Become a truth detective and get the facts, just the facts, before you try to make sense of them.
Facts become disinformation when they are combined with lies.
Disinformation becomes the basis for illogical conclusions that appear logical.
And even if you haven’t bought into a full-blown conspiracy theory, you still end up with a distorted sense of reality.
From Distortion to Polarization
When you accept too much disinformation without verifying the facts, you get caught in a distortion field. When enough people join the same distortion field, they become a group. The group filters all new information through their shared beliefs, which creates an echo chamber that strengthens the group distortion. The group’s existence is threatened by ideas and people that conflict with the distorted viewpoint that holds the group together. Information that conflicts is quickly dismissed. People who do not share the viewpoint are rejected. However, any information that supports the shared view is readily accepted without question.
Recipe for Group Distortion
• Take a few facts and sprinkle generously with lies.
• Repeat frequently and loudly, while it ferments.
• Meanwhile create distrust around facts that conflict with your desired conclusion.
• Half-bake the mixture and then, share widely.
It’s easy to see this when you are looking at a group you don’t identify with. But if you are hoping that one of those people will read this article and recognize themselves, consider this: one of them is probably reading this article, hoping you will recognize yourself.
When you look at the level of polarization that is occurring today, especially in the United States, it’s likely most of us have accepted some distortion. I would go so far as to say, the angrier you are at those who do not hold your view, the more likely you are to be entrenched in group distortion.
Seven tips to surface and verify the facts.

####################

WORK TO DO >>
1 > Write out everything in the passage on disinformation and group distortion from "Become a truth" down to "sense of reality.".
2 > Pick up the passage on disinformation and group distortion after its final line and continue it.

####################

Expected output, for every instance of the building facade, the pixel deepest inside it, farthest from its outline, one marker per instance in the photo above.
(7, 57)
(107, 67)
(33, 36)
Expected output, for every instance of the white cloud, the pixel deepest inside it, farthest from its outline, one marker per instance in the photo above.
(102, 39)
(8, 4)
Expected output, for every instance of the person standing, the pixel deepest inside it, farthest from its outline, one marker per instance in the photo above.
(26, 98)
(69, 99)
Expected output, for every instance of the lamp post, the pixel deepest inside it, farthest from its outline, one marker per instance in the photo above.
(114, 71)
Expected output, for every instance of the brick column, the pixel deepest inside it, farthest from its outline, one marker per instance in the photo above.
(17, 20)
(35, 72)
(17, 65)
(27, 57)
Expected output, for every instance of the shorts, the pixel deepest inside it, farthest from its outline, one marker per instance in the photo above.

####################

EXPECTED ANSWERS >>
1 >
Become a truth detective and get the facts, just the facts, before you try to make sense of them.
Facts become disinformation when they are combined with lies.
Disinformation becomes the basis for illogical conclusions that appear logical.
And even if you haven’t bought into a full-blown conspiracy theory, you still end up with a distorted sense of reality.

2 >
The truth is not relative. But to find it, we need to be ruthless and relentless about verifying the facts. It’s a cop-out to say it’s not possible to determine the facts. It’s true that there is a tremendous amount of disinformation being presented as fact, on the news, in print, and on social media. But facts do exist, and here are seven tips to help you dig them out.
- Seek the data behind the information presented to verify its truth. For tips on how to dig out the facts, read Accuracy on the Internet.
- Check the validity of a research study before you assume the results are true. For information on how to evaluate a research study, read How to Easily Evaluate Research.
- Read what’s behind the headlines. Carefully read the entire article with an open mind. You will often find information that contradicts the message in the headline.
- Remember seeing is not believing anymore. Technology has advanced to the point that it’s possible to create fake photos and videos that look remarkably true. It requires investigating the source.
- If all your sources are sharing the same information, it does not necessarily mean it is true, especially if all your sources have the same orientation. Check for the facts behind conclusions, even when you trust a source.
- When it’s not possible to uncover enough facts, be willing to say it’s not possible to draw any conclusions at this time, and keep an open mind.
- Recognize the difference between an opinion and a fact, and take opinions with a grain of salt. Be willing to take other’s opinions into consideration, but seek the actual facts, and just the facts, so you can do your own thinking.
It takes a little time and effort to dig for the facts. But what’s the alternative? We live in the age of information and the floodgates have been opened. Our task is to learn how to live successfully in this age. If you’re not willing to do the work, your only other choice is to outsource your thinking, and hope you don’t get caught in a group distortion field.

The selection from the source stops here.